§ Work instructions
Omit the pictures found among the records and print everything else exactly as it stands.

━━ The data ━━

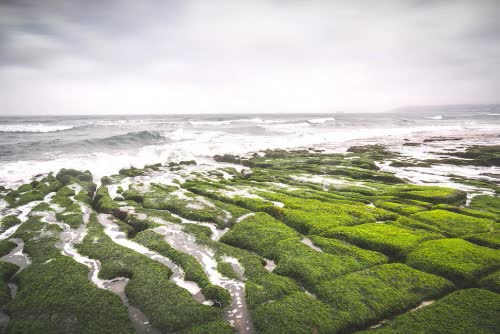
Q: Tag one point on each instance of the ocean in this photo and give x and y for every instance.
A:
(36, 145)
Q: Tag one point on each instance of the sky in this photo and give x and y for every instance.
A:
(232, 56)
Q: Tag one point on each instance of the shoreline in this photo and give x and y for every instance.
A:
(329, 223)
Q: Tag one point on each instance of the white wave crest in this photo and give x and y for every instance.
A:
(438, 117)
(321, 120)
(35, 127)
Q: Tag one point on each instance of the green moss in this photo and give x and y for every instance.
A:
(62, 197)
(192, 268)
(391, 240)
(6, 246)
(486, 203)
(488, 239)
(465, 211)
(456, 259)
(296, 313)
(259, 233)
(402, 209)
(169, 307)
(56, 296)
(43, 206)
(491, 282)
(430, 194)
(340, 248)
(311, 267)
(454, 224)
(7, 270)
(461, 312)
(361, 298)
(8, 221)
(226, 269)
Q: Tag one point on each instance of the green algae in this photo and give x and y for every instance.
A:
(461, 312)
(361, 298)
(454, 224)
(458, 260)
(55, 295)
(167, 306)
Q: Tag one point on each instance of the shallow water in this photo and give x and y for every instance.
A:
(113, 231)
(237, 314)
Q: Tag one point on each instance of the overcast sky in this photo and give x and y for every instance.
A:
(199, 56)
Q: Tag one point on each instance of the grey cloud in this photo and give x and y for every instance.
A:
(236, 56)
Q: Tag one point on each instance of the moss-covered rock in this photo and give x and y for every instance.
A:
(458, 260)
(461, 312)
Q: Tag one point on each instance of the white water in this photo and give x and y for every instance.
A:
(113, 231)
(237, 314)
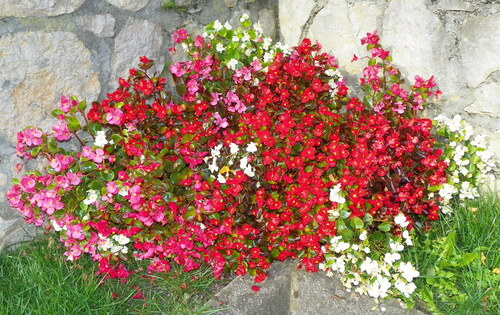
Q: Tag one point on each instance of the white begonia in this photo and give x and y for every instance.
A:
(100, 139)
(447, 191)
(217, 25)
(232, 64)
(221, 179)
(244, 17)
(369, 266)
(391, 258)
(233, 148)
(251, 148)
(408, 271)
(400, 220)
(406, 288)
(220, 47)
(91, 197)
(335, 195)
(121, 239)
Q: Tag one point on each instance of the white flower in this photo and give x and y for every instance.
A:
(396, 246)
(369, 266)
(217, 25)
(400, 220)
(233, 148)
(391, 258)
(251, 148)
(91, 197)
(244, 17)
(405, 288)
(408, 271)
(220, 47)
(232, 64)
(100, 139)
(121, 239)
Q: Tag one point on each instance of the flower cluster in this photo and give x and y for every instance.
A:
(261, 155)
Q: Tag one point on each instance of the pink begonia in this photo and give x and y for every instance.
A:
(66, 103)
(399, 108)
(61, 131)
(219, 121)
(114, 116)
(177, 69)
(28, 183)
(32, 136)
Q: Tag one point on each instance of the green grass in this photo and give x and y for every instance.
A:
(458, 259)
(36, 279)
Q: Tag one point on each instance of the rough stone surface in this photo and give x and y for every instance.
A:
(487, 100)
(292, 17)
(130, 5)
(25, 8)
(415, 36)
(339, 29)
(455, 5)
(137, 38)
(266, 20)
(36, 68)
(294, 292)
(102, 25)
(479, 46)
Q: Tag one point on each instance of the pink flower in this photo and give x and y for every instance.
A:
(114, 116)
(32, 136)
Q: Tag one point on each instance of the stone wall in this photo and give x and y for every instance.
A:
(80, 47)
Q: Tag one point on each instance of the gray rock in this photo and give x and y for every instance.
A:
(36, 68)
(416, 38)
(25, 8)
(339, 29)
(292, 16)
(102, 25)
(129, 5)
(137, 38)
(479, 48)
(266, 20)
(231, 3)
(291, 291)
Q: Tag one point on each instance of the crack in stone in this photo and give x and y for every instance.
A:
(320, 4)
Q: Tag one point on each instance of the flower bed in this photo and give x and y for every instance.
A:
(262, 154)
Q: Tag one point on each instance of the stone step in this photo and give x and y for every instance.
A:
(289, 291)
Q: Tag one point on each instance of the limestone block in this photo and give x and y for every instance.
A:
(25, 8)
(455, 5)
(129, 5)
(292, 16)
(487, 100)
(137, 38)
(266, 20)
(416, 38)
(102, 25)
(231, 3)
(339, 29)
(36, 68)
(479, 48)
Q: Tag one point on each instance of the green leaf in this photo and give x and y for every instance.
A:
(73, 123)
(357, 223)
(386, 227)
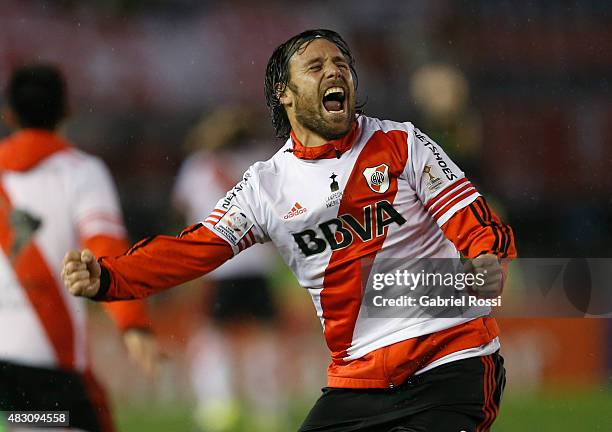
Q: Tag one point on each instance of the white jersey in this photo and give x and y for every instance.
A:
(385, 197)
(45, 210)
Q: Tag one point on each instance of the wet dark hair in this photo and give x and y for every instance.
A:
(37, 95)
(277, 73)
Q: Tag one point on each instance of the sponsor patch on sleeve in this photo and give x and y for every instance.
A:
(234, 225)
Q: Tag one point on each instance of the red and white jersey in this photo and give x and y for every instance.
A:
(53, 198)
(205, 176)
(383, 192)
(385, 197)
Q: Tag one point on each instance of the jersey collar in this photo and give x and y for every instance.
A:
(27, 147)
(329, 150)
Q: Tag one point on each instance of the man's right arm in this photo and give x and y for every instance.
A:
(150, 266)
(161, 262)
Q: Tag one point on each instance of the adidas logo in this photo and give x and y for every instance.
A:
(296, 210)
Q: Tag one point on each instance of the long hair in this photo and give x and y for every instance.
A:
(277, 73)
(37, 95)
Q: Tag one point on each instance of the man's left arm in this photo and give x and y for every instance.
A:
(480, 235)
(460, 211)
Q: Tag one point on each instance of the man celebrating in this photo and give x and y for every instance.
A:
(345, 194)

━━━

§ Task answer
Q: Tag one point on each instance of the ocean in this photo and give x and y for every instance.
A:
(36, 145)
Q: Tag one point on each instance of the sky in this photo and give x and y for every instance.
A:
(232, 56)
Q: Tag one point on each instance of the shoreline in this photo and give x and y for every instance.
A:
(329, 223)
Q: Tag one point on each instance of the white wave crest in this photo and give x and y for every instance.
A:
(438, 117)
(321, 120)
(35, 127)
Q: Tag one point on each instance of the green moss in this photo and give x and y for every instance.
A:
(62, 197)
(192, 268)
(391, 240)
(6, 246)
(486, 203)
(488, 239)
(465, 211)
(456, 259)
(296, 313)
(259, 233)
(402, 209)
(169, 307)
(56, 296)
(43, 206)
(491, 282)
(430, 194)
(340, 248)
(311, 267)
(454, 224)
(7, 270)
(461, 312)
(361, 298)
(8, 221)
(226, 269)
Q: Tag one point on each instance of the green algae in this photo and give x and y for every instance.
A:
(461, 312)
(361, 298)
(454, 224)
(458, 260)
(55, 295)
(167, 306)
Q: Tag one point on each instance of the shallow water in this photo and give x and y for every instance.
A:
(113, 231)
(237, 314)
Q: Tag one point on each instance of the overcast sky in this photo and give x and y for every instance.
A:
(199, 56)
Q: Tag one point on each instance of the grey cloud in this photo and give x and y for every instance.
A:
(236, 56)
Q: Tag one point on each instance of the moss-covered rock in this photo and give x and y for every instance.
A:
(458, 260)
(461, 312)
Q: Tag one point on each instance of the white water in this photo and give x and y for every instance.
A:
(113, 231)
(237, 314)
Q: Tag one point on each instance of the white begonia in this photo and give x and y for every instance.
A:
(100, 139)
(447, 191)
(217, 25)
(232, 64)
(221, 179)
(244, 17)
(369, 266)
(391, 258)
(233, 148)
(251, 148)
(408, 271)
(400, 220)
(406, 288)
(220, 47)
(91, 197)
(335, 195)
(121, 239)
Q: Tag one point on each instance of the white flower in this photo and give x and y for every instance.
A:
(396, 246)
(369, 266)
(217, 25)
(400, 220)
(233, 148)
(391, 258)
(251, 148)
(91, 197)
(244, 17)
(405, 288)
(408, 271)
(220, 47)
(232, 64)
(100, 139)
(121, 239)
Q: Tag one point on each instance of the flower cluster in this photo and give x and y for every instance.
A:
(261, 155)
Q: Tag one point on each instance of the pink begonia in this photo and give x and y for every instance.
A:
(66, 103)
(399, 108)
(61, 131)
(219, 121)
(114, 116)
(177, 69)
(28, 183)
(32, 136)
Q: Tag one point on each instance of the green grass in this photo and give x and y for every instance.
A:
(458, 259)
(36, 279)
Q: Tag one point on each instance of the rough stone surface in this photo and give x and y for every instance.
A:
(487, 100)
(292, 17)
(130, 5)
(25, 8)
(415, 36)
(339, 29)
(455, 5)
(137, 38)
(266, 20)
(36, 68)
(294, 292)
(102, 25)
(479, 46)
Q: Tag one point on each instance of the pink flower in this photo and give x and y for every instance.
A:
(114, 116)
(32, 136)
Q: Tag one point on each instance of the stone wall in this photo and give x and y for every instance.
A:
(80, 47)
Q: Tag one point on each instance of the gray rock in this photo and give x and y for every instance.
A:
(36, 68)
(416, 38)
(25, 8)
(339, 29)
(292, 16)
(102, 25)
(129, 5)
(137, 38)
(479, 48)
(266, 20)
(231, 3)
(291, 291)
Q: Tag one point on each instance of the crack in stone in this photo and give x and y for every instance.
A:
(320, 4)
Q: Tag one point on each instance of the flower bed in this photo and give x and y for every instance.
A:
(262, 154)
Q: Tag one point on each instance of the stone step in this photo and give x and y for every instance.
A:
(289, 291)
Q: Tag one point on each instance of the limestone block in this photo and give x and y for every instance.
A:
(25, 8)
(455, 5)
(129, 5)
(292, 16)
(487, 100)
(137, 38)
(266, 20)
(416, 38)
(102, 25)
(231, 3)
(339, 29)
(36, 68)
(479, 48)
Q: Tag one point on each instance of the green leaf in this photo and give x and y for every instance.
A:
(73, 123)
(357, 223)
(386, 227)
Q: Tag one point on each instance of the white jersey in this photo and give x and y for every instance.
A:
(385, 197)
(45, 210)
Q: Tag one point on each instance of the wet dark hair in this photo and give x and y for every instance.
A:
(37, 95)
(277, 73)
Q: Tag one point on each instance of the sponsor patch on sleeve in this photo and give x and y for every instance.
A:
(234, 225)
Q: Tag one point on each instance of the red and white jersey in this photo and give x and y for every instance.
A:
(53, 198)
(205, 176)
(383, 192)
(385, 197)
Q: Tag one point on each instance of the jersey collar in this photo and give x and y for every instance.
A:
(27, 147)
(329, 150)
Q: Tag one point on each instance of the man's right arm in this photo and give x and y for every instance.
A:
(150, 266)
(161, 262)
Q: Tag one point on each instance of the adidas logo in this photo and give x and y for every instance.
A:
(296, 210)
Q: Tag one point on each instance of the long hair in this photo and give x and y for every instance.
A:
(277, 73)
(37, 95)
Q: Tag one point on each instance of the man's left arm in this photo and give x and y for every instance.
A:
(480, 235)
(460, 211)
Q: Tag one point on each instance of the man celebrating in this photo and give x and y for every instance.
A:
(345, 194)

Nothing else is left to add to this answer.